* **Study text**:
__________

In 2007, Guardsmen Steven William Duffy and Peter Alexander MacInnes from the Pipes & Drums Platoon recounted their experiences, claiming that some Argentinian Marines were in hot pursuit during the British withdrawal, with Bethell's force suffering a total of 2 killed and 16 wounded.

Night attack

At 9 p.m., half an hour after the start of the diversionary attack, Major Iain Dalzel-Job's G Company started its advance of nearly two miles. Reaching its objective undetected, the company found the western end of the mountain undefended and occupied it easily, but later came under heavy shellfire that wounded Major Dalzel-Job in the head. Major John Kiszely's Left Flank passed through them and reached the central region of the peak unopposed, but then came under heavy fire.

The Argentinians, later learned to be of company strength, directed mortar, grenade, machine gun and small arms fire from very close range at the British company, killing three British soldiers. Marine Sub-Lieutenant Héctor Mino's 5th Platoon (1st Amphibious Engineer Company), held the rocks behind Sub-Lieutenant Carlos Vázquez's 4th Platoon, N Company. In the centre of the 4th Marine Platoon position were the remnants of Second Lieutenants Óscar Silva's and Marcelo Llambías-Pravaz's RI 4 platoons as well as the remnants of Second Lieutenants Celestino Mosteirín's and Marcelo Dorigón's RI 12 platoons, which had recently fought on Two Sisters, Goat Ridge and Mount Harriet.

__________

* **Assigned task 1**:
Copy the part of the battle account that opens with the words containing "The Argentinians, later" and closes with "and Mount Harriet.".
* **Assigned task 2**:
Answer these questions from the battle account:
(a) How many killed and wounded did Bethell's force suffer in total?
(b) At what time did G Company start its advance?
(c) Whose platoon held the rocks behind Sub-Lieutenant Carlos Vázquez's 4th Platoon, N Company?
* **Assigned task 3**:
Write a continuation of the battle account that picks up after its final sentence.

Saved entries

__________

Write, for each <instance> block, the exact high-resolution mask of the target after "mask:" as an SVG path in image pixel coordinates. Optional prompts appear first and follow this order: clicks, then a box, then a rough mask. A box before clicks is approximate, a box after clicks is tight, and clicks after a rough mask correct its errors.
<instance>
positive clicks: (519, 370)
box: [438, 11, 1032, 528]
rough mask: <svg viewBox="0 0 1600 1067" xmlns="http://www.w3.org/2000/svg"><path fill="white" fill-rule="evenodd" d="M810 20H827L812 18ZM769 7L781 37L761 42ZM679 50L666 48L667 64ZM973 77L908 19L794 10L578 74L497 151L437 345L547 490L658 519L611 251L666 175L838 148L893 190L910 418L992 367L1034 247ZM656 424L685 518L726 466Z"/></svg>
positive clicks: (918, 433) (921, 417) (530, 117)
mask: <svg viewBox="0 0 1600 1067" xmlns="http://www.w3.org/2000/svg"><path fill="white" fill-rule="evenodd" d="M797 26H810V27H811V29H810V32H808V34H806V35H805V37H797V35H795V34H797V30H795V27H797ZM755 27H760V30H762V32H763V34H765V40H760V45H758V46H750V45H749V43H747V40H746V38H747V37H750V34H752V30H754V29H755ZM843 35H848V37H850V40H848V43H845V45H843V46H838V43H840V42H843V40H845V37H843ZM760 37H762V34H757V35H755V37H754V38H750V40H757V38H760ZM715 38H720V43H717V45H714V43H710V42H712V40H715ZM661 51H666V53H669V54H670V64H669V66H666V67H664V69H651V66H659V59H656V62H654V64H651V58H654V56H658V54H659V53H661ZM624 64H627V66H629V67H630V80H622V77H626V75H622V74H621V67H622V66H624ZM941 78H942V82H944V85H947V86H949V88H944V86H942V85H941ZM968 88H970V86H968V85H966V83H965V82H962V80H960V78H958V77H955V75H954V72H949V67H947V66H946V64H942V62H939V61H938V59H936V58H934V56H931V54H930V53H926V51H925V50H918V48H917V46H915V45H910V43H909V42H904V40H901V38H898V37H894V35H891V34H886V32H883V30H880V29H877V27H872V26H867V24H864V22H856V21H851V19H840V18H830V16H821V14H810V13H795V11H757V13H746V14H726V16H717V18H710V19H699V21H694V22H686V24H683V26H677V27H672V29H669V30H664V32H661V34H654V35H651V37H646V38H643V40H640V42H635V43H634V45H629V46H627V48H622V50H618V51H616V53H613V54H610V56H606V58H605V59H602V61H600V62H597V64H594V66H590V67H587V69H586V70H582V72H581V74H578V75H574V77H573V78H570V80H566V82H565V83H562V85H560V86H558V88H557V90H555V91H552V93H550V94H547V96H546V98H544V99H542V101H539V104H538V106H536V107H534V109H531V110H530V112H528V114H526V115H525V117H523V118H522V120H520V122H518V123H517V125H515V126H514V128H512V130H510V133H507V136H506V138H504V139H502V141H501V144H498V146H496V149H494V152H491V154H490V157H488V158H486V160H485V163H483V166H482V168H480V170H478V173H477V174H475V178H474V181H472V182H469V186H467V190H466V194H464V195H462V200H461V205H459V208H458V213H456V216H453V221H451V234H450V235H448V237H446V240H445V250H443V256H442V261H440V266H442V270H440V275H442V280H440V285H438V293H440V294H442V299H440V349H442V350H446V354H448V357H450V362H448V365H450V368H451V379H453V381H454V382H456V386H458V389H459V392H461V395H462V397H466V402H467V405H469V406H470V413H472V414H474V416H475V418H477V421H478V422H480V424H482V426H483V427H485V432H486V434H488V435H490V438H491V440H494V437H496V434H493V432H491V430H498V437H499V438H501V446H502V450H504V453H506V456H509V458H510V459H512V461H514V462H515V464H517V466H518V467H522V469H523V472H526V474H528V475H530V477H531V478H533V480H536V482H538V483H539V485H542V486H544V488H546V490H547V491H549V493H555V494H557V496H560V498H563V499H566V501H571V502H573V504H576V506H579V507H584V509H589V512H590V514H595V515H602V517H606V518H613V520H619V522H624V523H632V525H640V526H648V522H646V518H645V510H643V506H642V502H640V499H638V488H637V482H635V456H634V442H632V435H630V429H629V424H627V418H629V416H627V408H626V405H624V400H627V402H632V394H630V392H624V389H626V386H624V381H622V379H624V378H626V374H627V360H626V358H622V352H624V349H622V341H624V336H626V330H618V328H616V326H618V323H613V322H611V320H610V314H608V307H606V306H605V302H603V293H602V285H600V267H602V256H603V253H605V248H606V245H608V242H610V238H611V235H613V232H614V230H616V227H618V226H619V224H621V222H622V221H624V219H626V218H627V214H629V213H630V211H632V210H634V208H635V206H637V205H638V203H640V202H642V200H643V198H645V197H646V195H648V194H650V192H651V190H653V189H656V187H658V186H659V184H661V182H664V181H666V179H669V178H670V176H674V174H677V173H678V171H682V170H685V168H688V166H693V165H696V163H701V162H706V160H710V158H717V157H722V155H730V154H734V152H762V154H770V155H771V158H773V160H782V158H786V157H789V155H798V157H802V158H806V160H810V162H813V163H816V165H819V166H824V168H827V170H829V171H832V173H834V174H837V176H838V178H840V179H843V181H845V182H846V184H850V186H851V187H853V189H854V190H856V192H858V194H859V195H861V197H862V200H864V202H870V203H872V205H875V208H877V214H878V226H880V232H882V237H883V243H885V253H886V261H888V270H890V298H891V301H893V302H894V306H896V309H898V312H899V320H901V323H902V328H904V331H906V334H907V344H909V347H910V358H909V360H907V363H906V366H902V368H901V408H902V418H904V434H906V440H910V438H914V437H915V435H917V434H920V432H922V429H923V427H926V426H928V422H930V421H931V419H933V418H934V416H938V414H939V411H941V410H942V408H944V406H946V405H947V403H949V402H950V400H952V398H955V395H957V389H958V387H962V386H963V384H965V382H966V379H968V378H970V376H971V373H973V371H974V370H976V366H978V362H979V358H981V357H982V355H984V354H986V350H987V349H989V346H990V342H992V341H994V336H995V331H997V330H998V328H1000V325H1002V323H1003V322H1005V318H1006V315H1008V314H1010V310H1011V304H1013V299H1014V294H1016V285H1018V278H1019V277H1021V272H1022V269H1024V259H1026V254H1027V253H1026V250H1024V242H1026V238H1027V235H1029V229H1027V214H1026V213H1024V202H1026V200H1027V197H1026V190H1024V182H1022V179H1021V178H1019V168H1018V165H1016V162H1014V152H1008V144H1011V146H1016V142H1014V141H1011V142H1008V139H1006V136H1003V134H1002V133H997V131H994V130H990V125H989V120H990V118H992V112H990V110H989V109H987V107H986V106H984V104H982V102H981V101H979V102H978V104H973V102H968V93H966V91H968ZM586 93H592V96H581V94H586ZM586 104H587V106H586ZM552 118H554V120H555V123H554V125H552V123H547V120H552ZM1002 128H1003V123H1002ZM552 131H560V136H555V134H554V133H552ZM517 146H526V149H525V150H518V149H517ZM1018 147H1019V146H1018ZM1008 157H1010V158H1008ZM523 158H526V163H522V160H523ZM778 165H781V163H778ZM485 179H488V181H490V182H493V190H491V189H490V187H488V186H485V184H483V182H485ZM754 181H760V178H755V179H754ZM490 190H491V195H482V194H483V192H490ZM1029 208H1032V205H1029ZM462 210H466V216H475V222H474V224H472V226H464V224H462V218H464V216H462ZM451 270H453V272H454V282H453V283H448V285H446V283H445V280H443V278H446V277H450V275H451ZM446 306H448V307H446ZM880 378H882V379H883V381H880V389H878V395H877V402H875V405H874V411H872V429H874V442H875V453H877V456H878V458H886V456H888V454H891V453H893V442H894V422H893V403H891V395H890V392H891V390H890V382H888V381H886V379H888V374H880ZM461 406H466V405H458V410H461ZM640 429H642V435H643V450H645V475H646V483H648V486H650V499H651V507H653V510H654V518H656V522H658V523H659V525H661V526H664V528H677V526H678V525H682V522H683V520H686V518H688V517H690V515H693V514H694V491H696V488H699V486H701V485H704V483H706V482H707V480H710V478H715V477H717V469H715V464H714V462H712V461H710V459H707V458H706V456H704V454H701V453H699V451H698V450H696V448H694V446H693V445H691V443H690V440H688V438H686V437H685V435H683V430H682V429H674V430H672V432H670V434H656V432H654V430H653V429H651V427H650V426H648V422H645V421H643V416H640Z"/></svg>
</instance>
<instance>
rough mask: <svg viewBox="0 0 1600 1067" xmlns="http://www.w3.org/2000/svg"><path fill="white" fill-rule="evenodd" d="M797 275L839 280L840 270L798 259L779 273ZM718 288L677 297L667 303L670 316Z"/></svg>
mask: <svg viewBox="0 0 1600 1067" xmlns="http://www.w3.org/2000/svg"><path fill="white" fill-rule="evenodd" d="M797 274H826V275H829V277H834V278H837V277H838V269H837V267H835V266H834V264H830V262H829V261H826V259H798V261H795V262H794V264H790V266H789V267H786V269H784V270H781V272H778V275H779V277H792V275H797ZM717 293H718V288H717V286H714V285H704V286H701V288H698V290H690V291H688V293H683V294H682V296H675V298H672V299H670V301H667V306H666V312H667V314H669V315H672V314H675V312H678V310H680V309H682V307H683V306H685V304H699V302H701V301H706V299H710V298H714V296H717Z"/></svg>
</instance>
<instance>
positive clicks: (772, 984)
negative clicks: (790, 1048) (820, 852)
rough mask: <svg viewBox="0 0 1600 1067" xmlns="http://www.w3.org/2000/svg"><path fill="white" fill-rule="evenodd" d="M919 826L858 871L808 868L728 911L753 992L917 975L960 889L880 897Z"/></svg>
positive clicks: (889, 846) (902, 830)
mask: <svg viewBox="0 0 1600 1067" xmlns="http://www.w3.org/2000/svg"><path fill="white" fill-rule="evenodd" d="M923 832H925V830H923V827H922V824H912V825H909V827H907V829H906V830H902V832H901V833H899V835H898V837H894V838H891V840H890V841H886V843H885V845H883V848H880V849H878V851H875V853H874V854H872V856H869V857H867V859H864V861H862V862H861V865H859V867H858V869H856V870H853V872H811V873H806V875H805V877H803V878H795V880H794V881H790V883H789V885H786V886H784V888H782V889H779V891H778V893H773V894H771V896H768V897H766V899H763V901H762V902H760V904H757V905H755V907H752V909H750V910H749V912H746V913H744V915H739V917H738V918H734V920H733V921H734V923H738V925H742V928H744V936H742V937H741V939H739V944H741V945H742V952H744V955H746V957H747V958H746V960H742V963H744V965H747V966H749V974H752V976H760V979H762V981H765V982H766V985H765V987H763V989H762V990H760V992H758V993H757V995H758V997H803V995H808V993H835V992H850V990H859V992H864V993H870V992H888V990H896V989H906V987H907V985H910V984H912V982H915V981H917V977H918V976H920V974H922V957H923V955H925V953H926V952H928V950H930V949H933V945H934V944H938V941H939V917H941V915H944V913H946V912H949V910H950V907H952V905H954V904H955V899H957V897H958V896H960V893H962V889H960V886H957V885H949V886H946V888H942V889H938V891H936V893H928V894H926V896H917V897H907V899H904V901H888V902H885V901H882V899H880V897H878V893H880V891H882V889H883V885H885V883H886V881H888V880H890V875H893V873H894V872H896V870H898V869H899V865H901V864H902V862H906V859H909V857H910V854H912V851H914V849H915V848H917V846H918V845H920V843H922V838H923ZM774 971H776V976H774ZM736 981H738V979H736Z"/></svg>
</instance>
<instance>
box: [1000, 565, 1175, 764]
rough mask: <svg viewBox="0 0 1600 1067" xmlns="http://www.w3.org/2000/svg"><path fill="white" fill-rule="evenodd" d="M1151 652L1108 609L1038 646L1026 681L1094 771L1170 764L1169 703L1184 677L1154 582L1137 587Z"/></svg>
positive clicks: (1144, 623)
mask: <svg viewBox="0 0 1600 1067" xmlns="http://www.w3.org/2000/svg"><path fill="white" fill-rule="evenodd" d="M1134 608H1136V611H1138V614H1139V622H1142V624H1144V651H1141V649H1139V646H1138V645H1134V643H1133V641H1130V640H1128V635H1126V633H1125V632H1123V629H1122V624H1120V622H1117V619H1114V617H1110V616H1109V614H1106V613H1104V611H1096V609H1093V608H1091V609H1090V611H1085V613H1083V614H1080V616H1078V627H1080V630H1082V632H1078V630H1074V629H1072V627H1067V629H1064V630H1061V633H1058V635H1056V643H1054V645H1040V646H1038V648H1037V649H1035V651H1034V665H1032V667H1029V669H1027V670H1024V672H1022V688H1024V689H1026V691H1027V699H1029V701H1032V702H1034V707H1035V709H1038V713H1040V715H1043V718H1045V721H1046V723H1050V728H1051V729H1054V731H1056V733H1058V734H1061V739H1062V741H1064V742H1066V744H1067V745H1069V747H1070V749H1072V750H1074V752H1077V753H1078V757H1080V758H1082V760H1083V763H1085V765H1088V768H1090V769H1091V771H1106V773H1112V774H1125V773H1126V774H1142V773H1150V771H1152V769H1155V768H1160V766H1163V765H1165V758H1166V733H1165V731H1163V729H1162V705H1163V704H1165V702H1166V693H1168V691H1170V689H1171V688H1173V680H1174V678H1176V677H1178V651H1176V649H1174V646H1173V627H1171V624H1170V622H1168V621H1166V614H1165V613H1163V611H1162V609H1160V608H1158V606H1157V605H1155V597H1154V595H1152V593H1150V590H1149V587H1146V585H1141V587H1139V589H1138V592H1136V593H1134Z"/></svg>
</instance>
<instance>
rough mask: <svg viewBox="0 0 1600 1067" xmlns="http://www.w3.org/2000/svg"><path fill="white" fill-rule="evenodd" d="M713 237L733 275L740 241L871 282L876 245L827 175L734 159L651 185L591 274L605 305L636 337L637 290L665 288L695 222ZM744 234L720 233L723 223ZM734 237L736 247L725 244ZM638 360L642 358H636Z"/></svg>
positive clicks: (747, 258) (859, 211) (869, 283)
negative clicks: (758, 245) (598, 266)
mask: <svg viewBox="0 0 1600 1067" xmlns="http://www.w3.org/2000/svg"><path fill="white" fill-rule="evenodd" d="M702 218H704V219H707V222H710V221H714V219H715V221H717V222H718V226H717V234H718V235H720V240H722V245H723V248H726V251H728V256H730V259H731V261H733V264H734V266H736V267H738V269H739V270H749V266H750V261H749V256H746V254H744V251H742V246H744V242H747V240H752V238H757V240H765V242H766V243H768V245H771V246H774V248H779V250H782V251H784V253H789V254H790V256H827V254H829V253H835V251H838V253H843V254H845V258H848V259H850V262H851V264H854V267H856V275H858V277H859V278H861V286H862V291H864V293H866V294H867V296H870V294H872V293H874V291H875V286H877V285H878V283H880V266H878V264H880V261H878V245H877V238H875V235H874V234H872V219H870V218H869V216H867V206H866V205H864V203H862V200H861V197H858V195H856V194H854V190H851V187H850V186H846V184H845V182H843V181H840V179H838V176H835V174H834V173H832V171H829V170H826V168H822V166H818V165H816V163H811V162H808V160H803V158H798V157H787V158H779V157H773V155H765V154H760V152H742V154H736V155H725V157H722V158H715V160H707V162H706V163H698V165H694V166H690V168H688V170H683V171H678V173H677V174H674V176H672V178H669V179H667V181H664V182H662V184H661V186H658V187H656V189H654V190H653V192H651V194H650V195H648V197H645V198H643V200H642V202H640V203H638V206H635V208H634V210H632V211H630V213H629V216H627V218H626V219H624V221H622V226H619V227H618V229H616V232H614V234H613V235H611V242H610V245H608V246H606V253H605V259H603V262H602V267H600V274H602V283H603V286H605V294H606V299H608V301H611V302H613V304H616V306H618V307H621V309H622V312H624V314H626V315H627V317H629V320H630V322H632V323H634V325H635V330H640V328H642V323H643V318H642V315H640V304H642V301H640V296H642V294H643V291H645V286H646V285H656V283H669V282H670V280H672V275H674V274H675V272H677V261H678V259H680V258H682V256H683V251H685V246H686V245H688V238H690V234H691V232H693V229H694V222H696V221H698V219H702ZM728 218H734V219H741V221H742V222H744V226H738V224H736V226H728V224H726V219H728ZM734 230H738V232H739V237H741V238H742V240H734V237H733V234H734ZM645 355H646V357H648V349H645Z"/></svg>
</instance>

__________

* **Response 1**:
The Argentinians, later learned to be of company strength, directed mortar, grenade, machine gun and small arms fire from very close range at the British company, killing three British soldiers. Marine Sub-Lieutenant Héctor Mino's 5th Platoon (1st Amphibious Engineer Company), held the rocks behind Sub-Lieutenant Carlos Vázquez's 4th Platoon, N Company. In the centre of the 4th Marine Platoon position were the remnants of Second Lieutenants Óscar Silva's and Marcelo Llambías-Pravaz's RI 4 platoons as well as the remnants of Second Lieutenants Celestino Mosteirín's and Marcelo Dorigón's RI 12 platoons, which had recently fought on Two Sisters, Goat Ridge and Mount Harriet.

* **Response 2**:
(a) 2 killed and 16 wounded
(b) 9 p.m.
(c) Marine Sub-Lieutenant Héctor Mino's 5th Platoon (1st Amphibious Engineer Company)

* **Response 3**:
For four or five hours, a mixed bag of Marine/Army defenders representing six platoons of Argentinian infantry, engineers and one platoon of mortar men on Tumbledown pinned the British down. To help identify the bunkers, the Guardsmen fired flares at the summit. The Guardsmen traded 66 mm rockets and 84 mm anti-tank rounds with the Argentinians, who were armed with anti-tank rifle grenades and protected in their rock bunkers. The Argentinians refused to budge; the Guardsmen could hear some of them shouting obscene phrases in English and even singing the March of the Malvinas as they fought.

Meanwhile two Royal Navy frigates, HMS Yarmouth and Active, were pounding Tumbledown with their 4.5 inch guns. At one stage Lieutenant Colonel Michael Scott, Commanding Officer of 2 SG, thought the battalion might have to withdraw and attack again the next night, "The old nails were being bitten a bit, if we had been held on Tumbledown it might have encouraged them to keep on fighting".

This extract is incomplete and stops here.